(Text)
Despite Astroturf Groups & Cheap Words, GOP Stands Firm On Doing Nothing Substantive On Climate

EDIT

It wouldn’t be fair to portray the Republican Party as an absolute monolith on climate — a smattering of Republican officials here and there say they would like to do something on climate, even if their solutions always seem to include uninterrupted drilling and burning of fossil fuels. And the Republican electorate has complicated views on the topic. Depending on how pollsters ask them, a majority of Republicans sometimes express concern about climate and support various ideas to reduce emissions. But by other measures, Republicans have actually grown less concerned about climate in recent years.

If that’s the case, it could be partly because the administration of Republican god-king Donald Trump was the most aggressively anti-environment in history. Or it could be because as you move down the funnel from vague popular notions to elite opinion and finally to policies the party supports, the closer you get to the apparent belief that conservative identity-signaling requires one to oppose doing anything at all to slow global warming.

(Extracted records)
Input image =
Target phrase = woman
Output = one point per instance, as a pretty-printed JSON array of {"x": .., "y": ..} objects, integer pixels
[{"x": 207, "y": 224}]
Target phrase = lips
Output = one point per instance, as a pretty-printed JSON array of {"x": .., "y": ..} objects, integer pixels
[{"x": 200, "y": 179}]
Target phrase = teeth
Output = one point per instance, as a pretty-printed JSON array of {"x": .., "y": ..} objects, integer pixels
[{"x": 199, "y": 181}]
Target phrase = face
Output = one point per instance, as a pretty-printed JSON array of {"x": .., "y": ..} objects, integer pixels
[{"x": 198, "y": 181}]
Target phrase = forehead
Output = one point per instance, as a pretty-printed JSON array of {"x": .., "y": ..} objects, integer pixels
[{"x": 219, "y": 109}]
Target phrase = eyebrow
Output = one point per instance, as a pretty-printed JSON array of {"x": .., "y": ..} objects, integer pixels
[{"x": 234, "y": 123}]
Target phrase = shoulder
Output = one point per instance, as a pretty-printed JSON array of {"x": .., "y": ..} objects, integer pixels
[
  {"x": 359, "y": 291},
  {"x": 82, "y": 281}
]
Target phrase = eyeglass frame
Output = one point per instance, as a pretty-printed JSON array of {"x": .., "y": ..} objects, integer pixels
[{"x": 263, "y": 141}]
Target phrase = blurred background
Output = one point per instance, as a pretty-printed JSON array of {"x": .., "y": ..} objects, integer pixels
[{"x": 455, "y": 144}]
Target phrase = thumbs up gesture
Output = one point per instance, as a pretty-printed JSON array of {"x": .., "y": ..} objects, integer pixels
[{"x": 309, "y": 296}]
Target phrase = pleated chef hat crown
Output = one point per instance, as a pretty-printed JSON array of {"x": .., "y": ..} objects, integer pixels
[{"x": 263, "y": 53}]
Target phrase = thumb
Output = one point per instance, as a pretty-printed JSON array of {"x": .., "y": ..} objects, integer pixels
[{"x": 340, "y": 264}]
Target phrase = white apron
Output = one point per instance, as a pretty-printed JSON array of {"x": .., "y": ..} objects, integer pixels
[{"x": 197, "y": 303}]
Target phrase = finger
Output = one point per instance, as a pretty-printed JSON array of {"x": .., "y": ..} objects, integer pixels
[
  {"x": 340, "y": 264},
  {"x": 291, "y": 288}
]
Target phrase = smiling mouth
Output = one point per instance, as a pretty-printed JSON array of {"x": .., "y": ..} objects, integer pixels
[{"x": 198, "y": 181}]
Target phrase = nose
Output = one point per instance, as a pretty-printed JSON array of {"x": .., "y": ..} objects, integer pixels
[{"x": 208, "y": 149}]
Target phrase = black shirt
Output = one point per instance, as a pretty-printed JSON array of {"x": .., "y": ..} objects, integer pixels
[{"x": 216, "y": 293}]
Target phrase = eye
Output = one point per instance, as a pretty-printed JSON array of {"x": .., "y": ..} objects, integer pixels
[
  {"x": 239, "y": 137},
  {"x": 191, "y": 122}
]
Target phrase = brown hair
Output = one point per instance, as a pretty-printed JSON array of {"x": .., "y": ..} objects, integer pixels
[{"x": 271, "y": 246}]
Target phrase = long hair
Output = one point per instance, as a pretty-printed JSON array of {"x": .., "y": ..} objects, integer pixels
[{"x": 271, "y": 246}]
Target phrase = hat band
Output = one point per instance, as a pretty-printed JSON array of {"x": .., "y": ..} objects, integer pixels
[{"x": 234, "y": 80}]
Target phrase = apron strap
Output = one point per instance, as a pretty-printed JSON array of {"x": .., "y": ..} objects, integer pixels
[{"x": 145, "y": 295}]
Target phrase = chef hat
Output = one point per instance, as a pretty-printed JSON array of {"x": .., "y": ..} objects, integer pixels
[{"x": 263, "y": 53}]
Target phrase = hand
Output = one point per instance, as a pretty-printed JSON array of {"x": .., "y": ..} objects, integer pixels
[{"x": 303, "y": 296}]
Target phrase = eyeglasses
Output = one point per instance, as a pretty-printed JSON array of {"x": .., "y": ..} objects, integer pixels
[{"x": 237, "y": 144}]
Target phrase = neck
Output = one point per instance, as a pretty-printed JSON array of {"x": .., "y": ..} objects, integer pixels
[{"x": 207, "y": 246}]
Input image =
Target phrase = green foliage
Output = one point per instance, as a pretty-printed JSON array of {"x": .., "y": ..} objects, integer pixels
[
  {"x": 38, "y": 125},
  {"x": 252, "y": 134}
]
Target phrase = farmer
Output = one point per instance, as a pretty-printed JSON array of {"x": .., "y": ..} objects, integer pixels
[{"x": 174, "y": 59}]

(What this task involves)
Please carry on the article about the Republican Party and climate policy, starting after its last sentence.

(Output of the task)
EDIT

For instance, in 2021 natural disasters caused $145 billion in damage, a figure that included 20 separate wildfires, hurricanes, floods and storms with price tags over a billion dollars. To say the increasing frequency of such events isn’t something banks need to prepare for is utterly bonkers. Yet Sen. Patrick J. Toomey of Pennsylvania, the ranking Republican on the committee, is waging a crusade against (Ed. - Biden's Fed nominee Sarah) Raskin. He wrote a letter to Biden lamenting the fact that no one from the fossil fuel industry sits on the Federal Reserve Board, and saying Raskin’s “demonstrated hostility” to fossil fuels is “unacceptable.” The other Republicans on the committee seem to agree.

So today, the consensus Republican position appears to be that even thinking about climate change in economic policy is a threat to prosperity, a stunningly upside-down perspective on the future of the economy. Meanwhile, the more liberal position within the GOP is essentially that while climate change is real and perhaps we shouldn’t actively work to make it worse, we shouldn’t do much of anything to make it better either.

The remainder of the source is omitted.